### DATASET ENTRIES
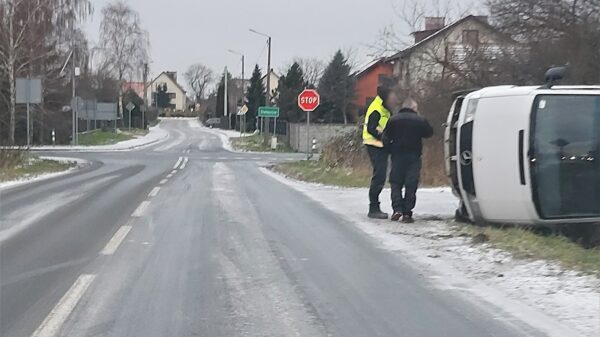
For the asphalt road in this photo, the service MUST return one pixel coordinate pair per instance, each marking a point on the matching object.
(186, 239)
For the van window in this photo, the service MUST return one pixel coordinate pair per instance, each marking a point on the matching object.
(565, 163)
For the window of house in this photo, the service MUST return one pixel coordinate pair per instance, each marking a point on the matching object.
(470, 37)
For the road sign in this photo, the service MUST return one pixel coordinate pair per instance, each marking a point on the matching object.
(243, 110)
(268, 111)
(130, 106)
(309, 100)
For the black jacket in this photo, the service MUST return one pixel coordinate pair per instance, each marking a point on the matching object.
(405, 131)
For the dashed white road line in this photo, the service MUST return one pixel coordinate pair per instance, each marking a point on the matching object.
(185, 160)
(141, 208)
(154, 192)
(51, 326)
(178, 162)
(115, 242)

### WHAT THIS TASK INVOLVES
Write out every entry above exactly, minus the pictures.

### OUTPUT FOR THIS TASK
For the asphalt road in this photo, the service MUST return one pixel coordinate pair per instance, each marking a point on the matching object.
(186, 239)
For the van window in this photo, the service MUST return one pixel coordinate pair per instance, each marking a point on the matching object.
(565, 163)
For the window of house in this photo, the service MUST return one pixel coordinate pair per instance, each marking a point on the matching object.
(470, 37)
For the road sign in this photo, the service MUST return one pixel coordinate pair per instance, each marking a point on the matching object.
(243, 110)
(268, 111)
(130, 106)
(309, 100)
For the black jacket in this photo, the service MUST return one pixel coordinate pair per instance, each marking a point on the matching object.
(405, 131)
For the dashed white road line in this photo, the service MUST return one pixel coordinate pair per instance, each marking a point on the matching object.
(185, 160)
(141, 208)
(154, 192)
(51, 326)
(178, 162)
(115, 242)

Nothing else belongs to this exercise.